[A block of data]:
* * *

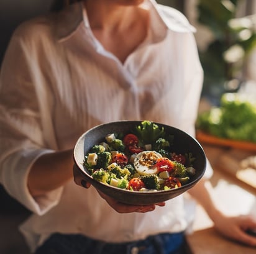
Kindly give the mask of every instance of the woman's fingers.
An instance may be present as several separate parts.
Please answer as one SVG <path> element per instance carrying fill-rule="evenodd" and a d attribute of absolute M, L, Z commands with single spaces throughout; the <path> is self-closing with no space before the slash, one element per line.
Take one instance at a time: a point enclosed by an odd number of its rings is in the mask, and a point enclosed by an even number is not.
<path fill-rule="evenodd" d="M 76 184 L 86 189 L 91 186 L 91 184 L 85 180 L 85 177 L 81 174 L 76 165 L 74 165 L 73 167 L 73 175 L 74 181 Z"/>
<path fill-rule="evenodd" d="M 142 212 L 145 213 L 147 212 L 152 212 L 154 211 L 156 206 L 164 206 L 165 203 L 164 202 L 158 204 L 152 204 L 150 205 L 137 206 L 129 204 L 125 204 L 119 202 L 107 195 L 98 191 L 99 195 L 109 204 L 109 205 L 113 208 L 116 212 L 121 214 L 126 214 L 130 212 Z"/>

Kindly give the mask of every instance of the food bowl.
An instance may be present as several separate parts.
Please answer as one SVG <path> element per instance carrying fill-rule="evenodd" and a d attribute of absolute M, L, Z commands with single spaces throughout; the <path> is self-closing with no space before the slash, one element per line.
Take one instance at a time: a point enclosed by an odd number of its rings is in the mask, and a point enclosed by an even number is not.
<path fill-rule="evenodd" d="M 85 180 L 95 188 L 116 200 L 130 204 L 147 205 L 166 201 L 185 193 L 193 186 L 204 175 L 206 167 L 204 152 L 198 142 L 186 132 L 171 126 L 155 122 L 159 127 L 163 127 L 165 133 L 173 135 L 173 147 L 177 153 L 192 153 L 196 158 L 193 161 L 195 174 L 190 181 L 178 188 L 163 191 L 131 191 L 107 185 L 94 179 L 84 165 L 85 156 L 94 145 L 104 140 L 111 133 L 130 132 L 131 130 L 141 124 L 141 121 L 121 120 L 111 122 L 96 126 L 84 133 L 78 140 L 74 148 L 74 166 L 80 171 Z"/>

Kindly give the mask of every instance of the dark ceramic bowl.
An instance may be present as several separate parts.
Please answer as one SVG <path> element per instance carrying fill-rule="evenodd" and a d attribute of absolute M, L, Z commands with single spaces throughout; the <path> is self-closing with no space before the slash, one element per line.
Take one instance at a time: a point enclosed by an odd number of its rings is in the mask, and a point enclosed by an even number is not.
<path fill-rule="evenodd" d="M 181 130 L 164 124 L 156 123 L 160 127 L 163 127 L 167 134 L 174 136 L 173 147 L 176 153 L 191 152 L 196 160 L 193 167 L 196 174 L 191 181 L 182 186 L 168 191 L 139 192 L 130 191 L 106 185 L 94 180 L 90 176 L 83 165 L 85 155 L 91 148 L 104 140 L 105 137 L 110 133 L 128 133 L 140 125 L 141 121 L 119 121 L 102 124 L 91 129 L 83 134 L 77 141 L 74 148 L 75 165 L 81 173 L 85 179 L 90 183 L 108 196 L 119 201 L 135 205 L 155 204 L 172 199 L 194 186 L 203 176 L 206 159 L 204 150 L 200 144 L 191 136 Z"/>

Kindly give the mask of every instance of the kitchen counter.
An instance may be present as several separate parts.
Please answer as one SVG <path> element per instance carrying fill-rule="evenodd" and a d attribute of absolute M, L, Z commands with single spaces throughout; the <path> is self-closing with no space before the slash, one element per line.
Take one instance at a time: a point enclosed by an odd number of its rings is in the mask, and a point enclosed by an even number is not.
<path fill-rule="evenodd" d="M 252 158 L 256 153 L 201 145 L 214 168 L 211 182 L 222 211 L 229 215 L 250 213 L 256 217 L 256 188 L 254 185 L 256 183 L 256 170 L 251 168 L 256 166 L 256 163 L 244 165 L 244 160 Z M 213 225 L 207 214 L 198 205 L 194 232 L 186 237 L 190 254 L 256 253 L 256 248 L 224 238 Z"/>

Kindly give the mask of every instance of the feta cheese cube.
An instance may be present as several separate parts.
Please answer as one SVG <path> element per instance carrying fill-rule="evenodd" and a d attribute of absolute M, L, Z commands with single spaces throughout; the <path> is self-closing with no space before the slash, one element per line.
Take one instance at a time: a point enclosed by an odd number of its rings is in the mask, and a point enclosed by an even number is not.
<path fill-rule="evenodd" d="M 89 165 L 95 166 L 97 164 L 98 155 L 96 153 L 89 153 L 87 163 Z"/>

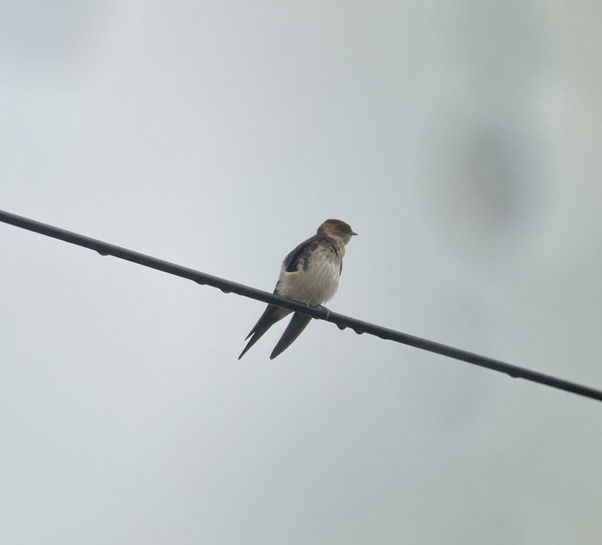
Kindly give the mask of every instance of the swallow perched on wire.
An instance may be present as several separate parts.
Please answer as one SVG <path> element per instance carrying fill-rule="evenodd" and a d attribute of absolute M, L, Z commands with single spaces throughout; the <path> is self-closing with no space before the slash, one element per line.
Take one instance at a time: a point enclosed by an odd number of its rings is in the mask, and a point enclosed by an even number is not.
<path fill-rule="evenodd" d="M 302 242 L 284 258 L 274 293 L 312 306 L 321 306 L 323 303 L 329 301 L 338 288 L 345 246 L 356 234 L 345 222 L 327 219 L 318 228 L 314 236 Z M 244 339 L 251 337 L 238 359 L 274 324 L 291 312 L 274 305 L 268 305 Z M 295 312 L 274 347 L 270 359 L 273 359 L 288 348 L 311 320 L 311 316 Z"/>

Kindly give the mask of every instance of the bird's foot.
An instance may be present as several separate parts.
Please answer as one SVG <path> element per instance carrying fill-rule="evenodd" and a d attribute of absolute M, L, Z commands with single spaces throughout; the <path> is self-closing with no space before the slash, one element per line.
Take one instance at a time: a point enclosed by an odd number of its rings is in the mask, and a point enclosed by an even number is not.
<path fill-rule="evenodd" d="M 326 308 L 326 307 L 325 307 L 323 305 L 318 305 L 318 308 L 321 308 L 322 310 L 324 311 L 324 312 L 325 312 L 326 313 L 326 320 L 327 320 L 330 317 L 330 310 L 329 310 L 327 308 Z"/>

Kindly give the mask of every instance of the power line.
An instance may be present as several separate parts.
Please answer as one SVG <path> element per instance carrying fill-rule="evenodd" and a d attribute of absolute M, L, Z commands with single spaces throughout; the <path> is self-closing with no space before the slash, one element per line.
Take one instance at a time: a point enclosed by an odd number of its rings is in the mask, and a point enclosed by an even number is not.
<path fill-rule="evenodd" d="M 102 240 L 91 239 L 76 233 L 66 231 L 58 227 L 42 224 L 27 218 L 11 214 L 9 212 L 0 210 L 0 221 L 26 229 L 28 231 L 33 231 L 34 233 L 51 237 L 53 239 L 64 240 L 70 244 L 95 250 L 101 255 L 113 255 L 114 257 L 137 263 L 139 265 L 144 265 L 145 267 L 161 270 L 170 275 L 187 278 L 197 284 L 213 286 L 221 290 L 224 293 L 236 293 L 243 297 L 263 301 L 264 303 L 271 303 L 277 306 L 302 312 L 318 320 L 325 320 L 336 324 L 340 329 L 350 327 L 358 334 L 367 333 L 381 339 L 394 341 L 396 343 L 407 344 L 420 350 L 441 354 L 442 356 L 447 356 L 448 358 L 452 358 L 455 359 L 479 365 L 480 367 L 485 367 L 500 373 L 506 373 L 514 378 L 524 379 L 526 380 L 538 382 L 540 384 L 544 384 L 546 386 L 564 390 L 566 392 L 571 392 L 579 395 L 602 401 L 602 391 L 594 388 L 564 380 L 562 379 L 557 379 L 556 377 L 531 371 L 523 367 L 518 367 L 517 365 L 512 365 L 497 359 L 493 359 L 485 356 L 479 356 L 478 354 L 453 348 L 439 343 L 435 343 L 420 337 L 414 336 L 400 331 L 396 331 L 394 329 L 382 327 L 380 326 L 362 321 L 349 316 L 344 316 L 343 314 L 338 314 L 333 312 L 327 313 L 323 309 L 317 307 L 310 306 L 308 308 L 303 303 L 285 299 L 273 293 L 256 290 L 255 288 L 251 288 L 241 284 L 225 280 L 223 278 L 213 276 L 193 269 L 182 267 L 169 261 L 165 261 L 155 257 L 151 257 L 149 255 L 139 254 L 126 248 L 108 244 Z"/>

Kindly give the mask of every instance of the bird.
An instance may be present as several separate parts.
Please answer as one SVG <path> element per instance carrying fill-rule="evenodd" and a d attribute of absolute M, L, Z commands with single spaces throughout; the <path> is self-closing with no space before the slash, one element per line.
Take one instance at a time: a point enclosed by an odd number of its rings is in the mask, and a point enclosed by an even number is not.
<path fill-rule="evenodd" d="M 349 224 L 340 219 L 327 219 L 314 236 L 302 242 L 282 261 L 274 293 L 309 306 L 322 307 L 332 299 L 338 288 L 343 272 L 345 246 L 357 235 Z M 323 308 L 323 307 L 322 307 Z M 328 309 L 326 309 L 327 312 Z M 240 359 L 274 324 L 292 311 L 268 305 L 245 341 L 250 340 L 238 356 Z M 280 338 L 270 359 L 282 353 L 301 334 L 311 317 L 296 312 Z"/>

* * *

[THE PROBLEM]:
Lay out the material from the line with "Kindly give the mask of every instance of the swallow" to the line with "302 242 L 284" as a JSON list of strings, one string per line, leaving out blank lines.

[EXERCISE RESPONSE]:
[
  "Kindly give the mask of every instance of the swallow perched on wire.",
  "An instance may be present as several separate parts.",
  "Please answer as one SVG <path> element per instance carrying fill-rule=\"evenodd\" and a d attribute of absolute M, L, Z commands with single spaces throughout; the <path> is self-closing with no space before the slash, one element per line.",
  "Take one instance at a time: a point enclosed by an odd number of its rings is in the mask, and a point enclosed by an even number is not.",
  "<path fill-rule=\"evenodd\" d=\"M 302 242 L 284 258 L 274 293 L 312 306 L 321 306 L 323 303 L 329 301 L 338 288 L 345 246 L 356 234 L 345 222 L 327 219 L 318 228 L 314 236 Z M 244 339 L 251 337 L 238 359 L 274 324 L 291 312 L 274 305 L 268 305 Z M 295 312 L 274 347 L 270 359 L 273 359 L 288 348 L 311 320 L 311 316 Z\"/>"
]